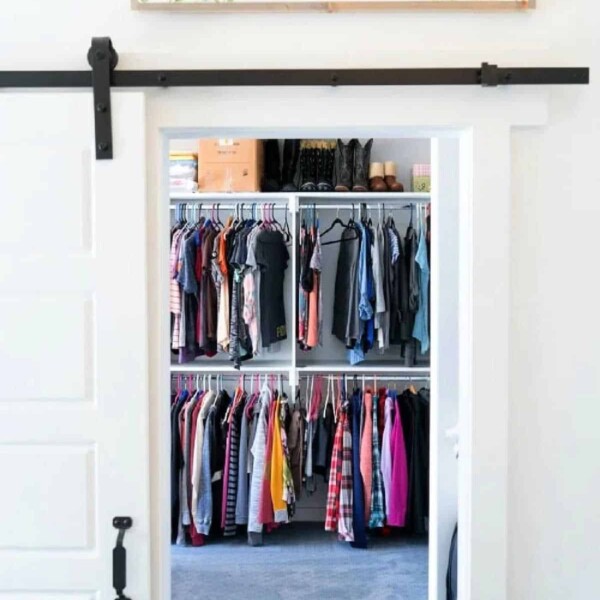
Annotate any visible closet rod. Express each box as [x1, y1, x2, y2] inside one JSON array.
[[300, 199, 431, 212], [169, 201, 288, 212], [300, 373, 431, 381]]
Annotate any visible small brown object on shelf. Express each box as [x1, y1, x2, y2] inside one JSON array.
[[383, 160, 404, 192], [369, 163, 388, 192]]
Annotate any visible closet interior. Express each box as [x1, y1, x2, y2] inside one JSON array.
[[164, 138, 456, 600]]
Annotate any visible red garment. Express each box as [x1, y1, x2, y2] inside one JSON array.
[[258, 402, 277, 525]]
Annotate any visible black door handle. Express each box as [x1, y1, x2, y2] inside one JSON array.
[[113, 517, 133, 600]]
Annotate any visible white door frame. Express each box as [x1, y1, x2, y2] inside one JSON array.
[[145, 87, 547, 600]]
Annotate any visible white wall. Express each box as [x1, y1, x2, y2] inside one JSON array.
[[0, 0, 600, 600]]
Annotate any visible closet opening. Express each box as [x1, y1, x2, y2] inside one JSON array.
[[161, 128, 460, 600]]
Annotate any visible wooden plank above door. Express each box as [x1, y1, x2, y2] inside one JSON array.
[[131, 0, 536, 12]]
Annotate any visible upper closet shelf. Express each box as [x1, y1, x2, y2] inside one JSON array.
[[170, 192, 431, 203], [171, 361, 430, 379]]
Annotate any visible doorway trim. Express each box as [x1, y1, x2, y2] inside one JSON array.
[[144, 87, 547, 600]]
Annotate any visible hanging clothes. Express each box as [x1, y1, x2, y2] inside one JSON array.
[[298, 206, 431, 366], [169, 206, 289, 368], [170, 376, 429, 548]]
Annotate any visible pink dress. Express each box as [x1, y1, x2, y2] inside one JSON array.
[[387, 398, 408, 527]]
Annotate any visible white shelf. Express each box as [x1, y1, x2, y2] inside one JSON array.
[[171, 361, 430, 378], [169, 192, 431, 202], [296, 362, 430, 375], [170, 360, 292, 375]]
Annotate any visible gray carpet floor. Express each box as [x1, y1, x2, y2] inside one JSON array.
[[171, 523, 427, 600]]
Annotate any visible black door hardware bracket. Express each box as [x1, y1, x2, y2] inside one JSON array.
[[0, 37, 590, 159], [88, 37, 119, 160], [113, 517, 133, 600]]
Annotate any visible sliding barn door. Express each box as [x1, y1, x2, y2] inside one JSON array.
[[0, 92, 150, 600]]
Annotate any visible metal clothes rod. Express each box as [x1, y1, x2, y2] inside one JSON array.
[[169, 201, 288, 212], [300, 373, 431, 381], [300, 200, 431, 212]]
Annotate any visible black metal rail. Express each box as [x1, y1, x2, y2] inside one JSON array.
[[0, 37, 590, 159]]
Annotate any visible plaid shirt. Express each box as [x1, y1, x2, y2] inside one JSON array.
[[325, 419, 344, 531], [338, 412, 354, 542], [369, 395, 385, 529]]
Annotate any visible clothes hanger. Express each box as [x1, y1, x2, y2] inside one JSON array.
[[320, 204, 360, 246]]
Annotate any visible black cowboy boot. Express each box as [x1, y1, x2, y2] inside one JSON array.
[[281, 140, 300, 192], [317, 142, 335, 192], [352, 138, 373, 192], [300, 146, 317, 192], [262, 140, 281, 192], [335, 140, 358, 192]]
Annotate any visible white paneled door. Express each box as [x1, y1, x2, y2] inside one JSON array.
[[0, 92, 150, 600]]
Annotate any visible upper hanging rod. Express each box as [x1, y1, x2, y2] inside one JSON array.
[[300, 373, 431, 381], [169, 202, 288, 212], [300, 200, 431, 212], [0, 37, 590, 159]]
━━━━━━━━
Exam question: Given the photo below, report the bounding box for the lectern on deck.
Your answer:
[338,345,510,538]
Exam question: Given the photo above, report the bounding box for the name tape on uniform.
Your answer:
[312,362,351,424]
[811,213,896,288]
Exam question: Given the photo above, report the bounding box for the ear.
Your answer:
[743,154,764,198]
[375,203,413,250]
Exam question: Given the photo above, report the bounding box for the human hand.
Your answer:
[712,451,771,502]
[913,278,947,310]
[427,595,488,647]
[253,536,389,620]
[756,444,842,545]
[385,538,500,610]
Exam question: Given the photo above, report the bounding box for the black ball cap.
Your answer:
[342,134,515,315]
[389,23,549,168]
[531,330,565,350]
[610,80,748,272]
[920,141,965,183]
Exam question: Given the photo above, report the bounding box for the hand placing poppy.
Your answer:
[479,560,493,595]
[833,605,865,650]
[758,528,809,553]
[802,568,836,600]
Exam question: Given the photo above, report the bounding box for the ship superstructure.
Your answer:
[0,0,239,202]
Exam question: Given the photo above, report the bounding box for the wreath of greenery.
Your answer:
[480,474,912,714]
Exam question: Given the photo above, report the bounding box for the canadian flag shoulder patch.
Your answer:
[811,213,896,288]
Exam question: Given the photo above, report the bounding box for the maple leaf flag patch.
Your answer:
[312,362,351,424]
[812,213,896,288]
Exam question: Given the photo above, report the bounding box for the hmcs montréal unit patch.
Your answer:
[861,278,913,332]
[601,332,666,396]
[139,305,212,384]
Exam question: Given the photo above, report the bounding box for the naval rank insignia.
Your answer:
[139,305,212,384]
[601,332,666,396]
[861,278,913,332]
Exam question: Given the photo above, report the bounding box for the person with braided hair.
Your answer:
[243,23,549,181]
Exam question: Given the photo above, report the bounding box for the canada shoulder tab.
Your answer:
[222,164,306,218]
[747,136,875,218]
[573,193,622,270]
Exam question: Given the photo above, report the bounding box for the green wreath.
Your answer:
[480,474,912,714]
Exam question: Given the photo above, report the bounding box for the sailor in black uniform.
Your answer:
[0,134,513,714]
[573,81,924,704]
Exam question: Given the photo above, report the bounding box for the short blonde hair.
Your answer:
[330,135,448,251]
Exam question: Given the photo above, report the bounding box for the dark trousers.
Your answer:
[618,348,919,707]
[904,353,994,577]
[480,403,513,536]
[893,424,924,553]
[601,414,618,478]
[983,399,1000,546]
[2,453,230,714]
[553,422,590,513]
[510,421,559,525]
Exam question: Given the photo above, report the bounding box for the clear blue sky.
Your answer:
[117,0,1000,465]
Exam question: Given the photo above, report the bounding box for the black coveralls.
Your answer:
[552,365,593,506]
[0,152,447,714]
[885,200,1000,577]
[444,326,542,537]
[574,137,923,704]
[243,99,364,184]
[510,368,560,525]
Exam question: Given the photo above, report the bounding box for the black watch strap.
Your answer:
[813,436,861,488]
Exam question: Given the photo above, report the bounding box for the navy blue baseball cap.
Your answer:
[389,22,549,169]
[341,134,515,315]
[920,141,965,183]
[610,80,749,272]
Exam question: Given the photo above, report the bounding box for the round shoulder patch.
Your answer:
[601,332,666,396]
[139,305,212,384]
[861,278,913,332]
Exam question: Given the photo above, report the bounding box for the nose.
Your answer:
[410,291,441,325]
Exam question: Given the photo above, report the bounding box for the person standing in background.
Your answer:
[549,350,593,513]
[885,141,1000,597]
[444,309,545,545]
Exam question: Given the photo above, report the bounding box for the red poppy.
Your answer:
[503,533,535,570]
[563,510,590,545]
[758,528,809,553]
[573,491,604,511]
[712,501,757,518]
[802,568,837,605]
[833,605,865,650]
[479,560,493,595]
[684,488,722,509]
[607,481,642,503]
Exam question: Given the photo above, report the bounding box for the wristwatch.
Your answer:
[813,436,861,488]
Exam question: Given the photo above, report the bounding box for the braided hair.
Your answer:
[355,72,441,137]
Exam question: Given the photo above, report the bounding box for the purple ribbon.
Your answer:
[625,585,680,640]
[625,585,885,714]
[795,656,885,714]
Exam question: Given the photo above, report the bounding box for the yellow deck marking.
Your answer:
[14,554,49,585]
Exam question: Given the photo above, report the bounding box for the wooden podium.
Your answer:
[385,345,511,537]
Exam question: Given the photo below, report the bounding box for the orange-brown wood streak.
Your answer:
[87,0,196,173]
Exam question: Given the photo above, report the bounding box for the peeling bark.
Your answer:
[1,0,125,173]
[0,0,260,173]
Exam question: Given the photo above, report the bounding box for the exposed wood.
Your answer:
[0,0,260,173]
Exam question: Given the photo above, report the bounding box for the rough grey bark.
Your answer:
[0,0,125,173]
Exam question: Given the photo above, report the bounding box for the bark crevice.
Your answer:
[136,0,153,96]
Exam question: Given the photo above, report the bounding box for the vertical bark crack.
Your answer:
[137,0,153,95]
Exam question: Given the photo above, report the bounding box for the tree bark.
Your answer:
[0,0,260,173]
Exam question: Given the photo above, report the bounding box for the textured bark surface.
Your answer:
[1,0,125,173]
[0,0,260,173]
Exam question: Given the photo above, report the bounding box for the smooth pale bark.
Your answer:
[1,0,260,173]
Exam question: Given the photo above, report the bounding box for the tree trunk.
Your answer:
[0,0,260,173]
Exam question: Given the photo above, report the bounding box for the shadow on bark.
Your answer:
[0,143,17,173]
━━━━━━━━
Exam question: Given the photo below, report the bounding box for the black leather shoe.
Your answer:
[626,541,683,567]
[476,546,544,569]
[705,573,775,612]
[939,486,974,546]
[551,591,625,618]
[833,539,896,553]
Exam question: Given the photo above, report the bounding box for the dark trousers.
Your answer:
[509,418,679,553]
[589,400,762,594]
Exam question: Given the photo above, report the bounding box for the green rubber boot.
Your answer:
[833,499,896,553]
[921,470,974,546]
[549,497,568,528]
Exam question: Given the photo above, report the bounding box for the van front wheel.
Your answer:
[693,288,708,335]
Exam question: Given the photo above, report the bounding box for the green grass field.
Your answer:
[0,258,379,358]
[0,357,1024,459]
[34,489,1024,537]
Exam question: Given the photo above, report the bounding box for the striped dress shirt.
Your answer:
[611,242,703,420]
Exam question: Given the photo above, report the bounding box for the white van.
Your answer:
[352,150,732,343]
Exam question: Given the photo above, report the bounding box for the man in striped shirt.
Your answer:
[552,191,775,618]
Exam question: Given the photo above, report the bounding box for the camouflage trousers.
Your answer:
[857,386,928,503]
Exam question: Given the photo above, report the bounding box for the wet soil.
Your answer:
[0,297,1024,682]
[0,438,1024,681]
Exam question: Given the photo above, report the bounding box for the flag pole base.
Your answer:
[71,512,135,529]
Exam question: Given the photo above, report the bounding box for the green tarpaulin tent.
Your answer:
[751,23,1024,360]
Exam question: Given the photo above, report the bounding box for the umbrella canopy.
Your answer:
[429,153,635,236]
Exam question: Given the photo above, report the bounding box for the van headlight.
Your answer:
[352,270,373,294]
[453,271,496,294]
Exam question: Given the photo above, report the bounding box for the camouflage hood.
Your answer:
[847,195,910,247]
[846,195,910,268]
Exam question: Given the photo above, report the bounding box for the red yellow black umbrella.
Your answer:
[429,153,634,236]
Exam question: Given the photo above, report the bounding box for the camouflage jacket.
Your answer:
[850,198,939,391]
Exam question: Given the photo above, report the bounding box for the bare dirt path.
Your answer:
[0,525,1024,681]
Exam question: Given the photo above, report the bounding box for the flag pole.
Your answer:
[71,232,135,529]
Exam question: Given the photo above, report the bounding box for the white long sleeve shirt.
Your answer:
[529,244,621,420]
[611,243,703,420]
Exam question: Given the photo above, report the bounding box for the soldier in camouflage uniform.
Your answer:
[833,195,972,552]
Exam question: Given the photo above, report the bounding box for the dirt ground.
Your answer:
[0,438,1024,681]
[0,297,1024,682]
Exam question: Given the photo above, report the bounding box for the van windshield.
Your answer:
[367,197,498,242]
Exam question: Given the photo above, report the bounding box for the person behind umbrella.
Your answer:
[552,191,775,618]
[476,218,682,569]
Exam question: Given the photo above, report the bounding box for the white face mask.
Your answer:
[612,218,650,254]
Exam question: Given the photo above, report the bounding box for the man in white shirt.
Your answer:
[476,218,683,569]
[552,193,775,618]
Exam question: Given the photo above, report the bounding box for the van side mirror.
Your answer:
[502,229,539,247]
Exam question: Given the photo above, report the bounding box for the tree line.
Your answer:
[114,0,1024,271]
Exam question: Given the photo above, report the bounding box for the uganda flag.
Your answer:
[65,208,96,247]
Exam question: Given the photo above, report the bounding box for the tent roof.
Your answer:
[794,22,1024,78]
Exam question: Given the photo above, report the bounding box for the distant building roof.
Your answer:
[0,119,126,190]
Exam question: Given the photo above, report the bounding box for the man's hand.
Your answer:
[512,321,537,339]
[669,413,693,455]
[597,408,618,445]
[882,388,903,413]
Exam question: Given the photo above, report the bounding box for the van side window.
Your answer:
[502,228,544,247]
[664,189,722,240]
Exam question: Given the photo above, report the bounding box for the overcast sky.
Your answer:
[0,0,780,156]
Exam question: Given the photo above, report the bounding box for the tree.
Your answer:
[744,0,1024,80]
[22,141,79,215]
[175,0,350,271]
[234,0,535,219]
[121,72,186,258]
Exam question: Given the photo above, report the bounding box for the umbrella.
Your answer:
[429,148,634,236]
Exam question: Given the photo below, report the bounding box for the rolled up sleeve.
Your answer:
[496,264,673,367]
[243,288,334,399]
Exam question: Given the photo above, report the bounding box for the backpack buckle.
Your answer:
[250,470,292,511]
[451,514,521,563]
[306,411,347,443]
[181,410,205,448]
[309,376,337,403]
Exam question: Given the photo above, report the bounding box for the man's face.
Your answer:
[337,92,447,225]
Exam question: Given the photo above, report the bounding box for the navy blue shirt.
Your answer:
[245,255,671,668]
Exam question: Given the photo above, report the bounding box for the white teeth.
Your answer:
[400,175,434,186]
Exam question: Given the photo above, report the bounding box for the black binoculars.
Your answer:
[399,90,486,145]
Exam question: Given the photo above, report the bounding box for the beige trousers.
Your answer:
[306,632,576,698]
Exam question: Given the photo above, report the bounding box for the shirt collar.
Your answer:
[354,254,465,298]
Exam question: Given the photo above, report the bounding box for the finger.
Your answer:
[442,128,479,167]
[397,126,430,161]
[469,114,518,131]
━━━━━━━━
#### SHORT PROBLEM:
Turn the part of the rows above that opens with the line containing "for the tree." and closes with the line containing "[337,92,447,225]", both included, into a numbered list, leaving out any blank lines.

#### ANSWER TO THIS PROBLEM:
1. Exam question: Given the photo above, report the bounding box for the tree.
2. Your answer:
3. [744,0,1024,80]
4. [22,141,79,215]
5. [175,0,350,271]
6. [234,0,535,219]
7. [121,72,186,258]
8. Exam question: Given the photo above, report the bounding box for the umbrella.
9. Your answer:
10. [429,148,634,236]
11. Exam question: Given the photo below, report the bounding box for the rolled up sleeve.
12. Your answer:
13. [496,264,673,367]
14. [243,288,334,399]
15. Exam question: Given the photo above, report the bounding box for the backpack buckle.
16. Your answer:
17. [250,470,292,511]
18. [451,514,521,563]
19. [306,411,347,443]
20. [181,410,205,448]
21. [309,376,337,403]
22. Exam question: Given the photo above, report the bounding box for the man's face.
23. Your answer:
24. [337,92,447,225]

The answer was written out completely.